(WORK INSTRUCTIONS)
Can you give these lines again with every "photograph" changed to "image", keeping everything else the same and leaving out the pictures?

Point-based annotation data
== == ==
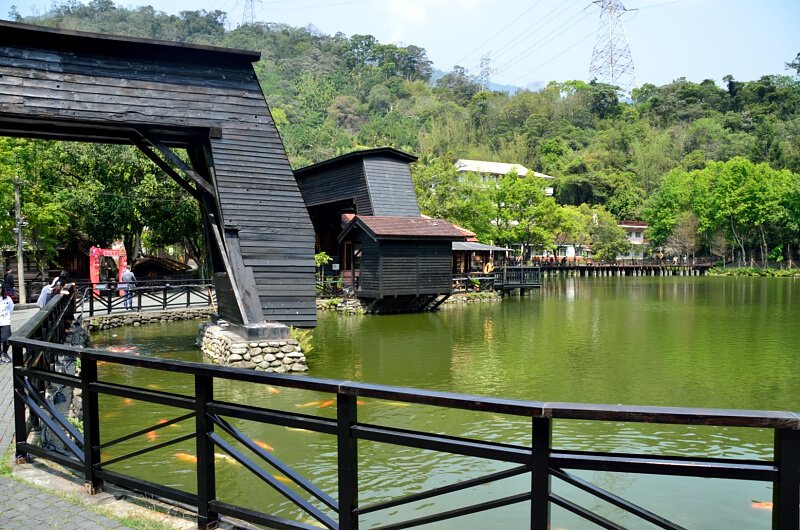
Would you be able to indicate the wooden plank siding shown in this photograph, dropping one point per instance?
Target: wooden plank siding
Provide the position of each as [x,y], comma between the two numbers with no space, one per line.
[336,184]
[415,267]
[66,85]
[390,187]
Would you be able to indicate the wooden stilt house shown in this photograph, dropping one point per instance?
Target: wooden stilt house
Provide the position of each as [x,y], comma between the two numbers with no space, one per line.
[365,215]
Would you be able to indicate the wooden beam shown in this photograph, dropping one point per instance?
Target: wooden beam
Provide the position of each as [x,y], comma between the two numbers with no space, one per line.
[166,168]
[180,164]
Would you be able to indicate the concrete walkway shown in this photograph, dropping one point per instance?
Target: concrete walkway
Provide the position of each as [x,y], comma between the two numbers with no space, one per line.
[25,507]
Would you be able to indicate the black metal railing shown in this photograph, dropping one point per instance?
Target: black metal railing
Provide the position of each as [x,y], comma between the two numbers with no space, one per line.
[148,295]
[540,461]
[517,277]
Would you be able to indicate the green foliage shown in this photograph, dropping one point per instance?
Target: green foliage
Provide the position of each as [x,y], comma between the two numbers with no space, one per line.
[729,155]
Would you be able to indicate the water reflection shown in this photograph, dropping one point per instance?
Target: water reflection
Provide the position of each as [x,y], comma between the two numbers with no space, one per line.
[702,342]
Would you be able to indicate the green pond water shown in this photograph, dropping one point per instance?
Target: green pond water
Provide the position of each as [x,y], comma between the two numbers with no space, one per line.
[695,342]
== == ==
(COMPLETED EXERCISE)
Would you be able to indicate the wooden plank siding shown in this image, dropping one point per instance?
Target: wooden plank siding
Provide the position of each as [x,y], comma between the two numbers with no space, one per line.
[336,184]
[415,267]
[66,85]
[390,187]
Would you be able to indicate the wooden stilt house shown in this image, dropping one point per instance?
Target: wooden stilt house
Provide the position of each as [x,y], comma between the two numbers with no space, one per line.
[365,215]
Would you be able to indicate the wooden beam shown in this image, dropping one point per instance?
Target: wooden beam
Provide the position of each as [x,y], comma between the two numbers with no space, one per line.
[166,168]
[180,164]
Would you be able to indicate the concrete walkway shown in this image, dropping one point per instance?
Target: concrete walkway
Provide the position of each as [x,y], comma between the two numbers with no space, one per line.
[25,507]
Would you be able to indicate the black metal railing shown in this image, dropping one point per instance?
Target: black metal railing
Provide the position of each as [x,y], comma between the two numbers with no space, one per line.
[148,295]
[540,461]
[517,277]
Would you be able to indicate the green foliage shown in this image, dropping one point per instance?
Target: green foliage
Provide the position of each as [x,y], comma between the two numbers with no space, one per line.
[729,155]
Would you be able to indicate the water reflection shown in this image, dropping one point per instance?
Target: water reflection
Provide the position of each as [x,y], comma between the two numbers with no space, one per line.
[702,342]
Would you be able to indicate the green pond water shown in this image, dropping one point per instance?
Target: green pond water
Provide the position of each as [x,y], comma between the two numbers with no space, one per line.
[695,342]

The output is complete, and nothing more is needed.